*RECORDS TO PROCESS*.
________________________

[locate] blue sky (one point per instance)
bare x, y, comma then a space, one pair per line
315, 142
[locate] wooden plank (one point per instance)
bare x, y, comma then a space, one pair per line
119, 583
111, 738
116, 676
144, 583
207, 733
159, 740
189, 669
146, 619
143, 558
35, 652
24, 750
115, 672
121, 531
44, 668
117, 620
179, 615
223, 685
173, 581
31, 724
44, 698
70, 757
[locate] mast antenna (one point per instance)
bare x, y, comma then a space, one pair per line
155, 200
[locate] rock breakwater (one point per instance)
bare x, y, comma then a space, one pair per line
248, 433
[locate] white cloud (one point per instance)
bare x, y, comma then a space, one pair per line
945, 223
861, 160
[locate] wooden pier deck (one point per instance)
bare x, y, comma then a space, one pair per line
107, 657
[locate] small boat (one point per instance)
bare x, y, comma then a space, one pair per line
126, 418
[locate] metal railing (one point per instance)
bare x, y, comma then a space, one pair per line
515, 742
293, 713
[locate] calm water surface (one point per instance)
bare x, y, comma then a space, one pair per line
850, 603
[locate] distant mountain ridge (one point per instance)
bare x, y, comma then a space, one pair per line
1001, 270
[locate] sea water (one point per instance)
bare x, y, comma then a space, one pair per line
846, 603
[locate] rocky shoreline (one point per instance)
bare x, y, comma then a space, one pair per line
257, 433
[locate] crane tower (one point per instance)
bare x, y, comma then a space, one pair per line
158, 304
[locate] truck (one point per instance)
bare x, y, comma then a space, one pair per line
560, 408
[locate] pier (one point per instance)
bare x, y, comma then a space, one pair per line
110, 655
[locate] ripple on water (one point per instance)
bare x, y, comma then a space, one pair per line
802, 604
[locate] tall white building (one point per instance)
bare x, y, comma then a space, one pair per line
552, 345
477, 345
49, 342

________________________

*PROBLEM DETAILS*.
Reproduce the entries above exactly, but only the lines between the line holding "[locate] calm water" and the line holding "[locate] rocky shoreline", inclusive.

*EXERCISE SOLUTION*.
[locate] calm water surface (one point per instance)
bare x, y, comma then a space, one pair per line
850, 603
[locate] distant mountain ridge (one point per instance)
bare x, y, comma then a space, one pair per line
1001, 270
[locate] sea water (one point per instance)
bare x, y, comma then a space, one pair per line
846, 603
[locate] rocky shoreline (one point per instance)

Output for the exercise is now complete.